**EXERCISE BRIEF:** Give back all of the material below, word for word, with every line kept and nothing changed.

**THE RECORDS:**
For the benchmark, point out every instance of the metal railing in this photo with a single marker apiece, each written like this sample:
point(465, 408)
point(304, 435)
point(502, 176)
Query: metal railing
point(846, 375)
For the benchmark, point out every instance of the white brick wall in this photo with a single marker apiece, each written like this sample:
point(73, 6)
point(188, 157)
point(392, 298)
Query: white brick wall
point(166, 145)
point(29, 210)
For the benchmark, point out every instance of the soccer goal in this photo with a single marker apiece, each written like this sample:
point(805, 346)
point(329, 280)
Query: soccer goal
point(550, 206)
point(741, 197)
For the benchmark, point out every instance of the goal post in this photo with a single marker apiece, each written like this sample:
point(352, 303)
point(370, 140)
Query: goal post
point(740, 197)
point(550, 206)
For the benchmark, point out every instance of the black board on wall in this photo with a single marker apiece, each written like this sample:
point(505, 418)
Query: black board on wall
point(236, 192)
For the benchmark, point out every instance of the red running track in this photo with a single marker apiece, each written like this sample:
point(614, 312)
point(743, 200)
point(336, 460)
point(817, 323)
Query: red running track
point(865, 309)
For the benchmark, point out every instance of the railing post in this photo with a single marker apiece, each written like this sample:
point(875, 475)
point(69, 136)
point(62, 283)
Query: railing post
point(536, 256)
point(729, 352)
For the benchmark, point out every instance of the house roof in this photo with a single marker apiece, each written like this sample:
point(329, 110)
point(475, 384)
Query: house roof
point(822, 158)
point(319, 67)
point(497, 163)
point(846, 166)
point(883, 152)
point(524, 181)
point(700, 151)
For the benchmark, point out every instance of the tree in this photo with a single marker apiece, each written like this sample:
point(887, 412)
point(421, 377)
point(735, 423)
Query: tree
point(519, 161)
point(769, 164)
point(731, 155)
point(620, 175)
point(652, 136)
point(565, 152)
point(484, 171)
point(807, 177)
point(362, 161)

**EXPECTED OUTPUT:**
For the benchmark, point out every instance of the metal railing in this photo with a single marker apiece, each written like this sample:
point(465, 408)
point(304, 435)
point(502, 176)
Query: metal railing
point(846, 375)
For the benchmark, point out every instance of the white brick wall in this photo with a single marker apiece, each written like this sample:
point(73, 6)
point(188, 157)
point(392, 298)
Query: white brick wall
point(166, 145)
point(29, 210)
For the benchmark, point out every instance of the soccer goal in this photo with a single marker apiece, each written like this sample:
point(805, 346)
point(329, 280)
Query: soccer goal
point(550, 206)
point(741, 197)
For the benchmark, point out every instance of the goal post in this photo with a single marker apiece, each written like this sample:
point(352, 303)
point(370, 140)
Query: goal post
point(740, 197)
point(550, 206)
For the benchmark, point out every instance of the black board on wall in this photo with a single marker apiece, each written like this sample:
point(505, 418)
Query: black board on wall
point(236, 192)
For the benchmark, point out every instance of the red running track in this photo with a single marker apiece, each written like this sample:
point(614, 312)
point(743, 200)
point(336, 460)
point(817, 323)
Query: red running track
point(865, 309)
For the benchmark, point out every instance of the railing post in this photo with a single marker apiece, each written like this sample:
point(875, 475)
point(69, 136)
point(62, 283)
Query: railing post
point(536, 256)
point(729, 352)
For the benchmark, point out every instance of the house roof in this photo with a single marker apiece, each written like this sample:
point(329, 110)
point(475, 384)
Query: house roof
point(822, 158)
point(319, 67)
point(497, 163)
point(846, 166)
point(883, 152)
point(524, 181)
point(700, 151)
For the benchmark, point out every instance of the tree in this photo with a single marker apiece, each written like this sample:
point(887, 412)
point(421, 377)
point(735, 423)
Query: tree
point(519, 161)
point(769, 164)
point(731, 155)
point(620, 175)
point(652, 136)
point(565, 152)
point(484, 171)
point(807, 177)
point(362, 161)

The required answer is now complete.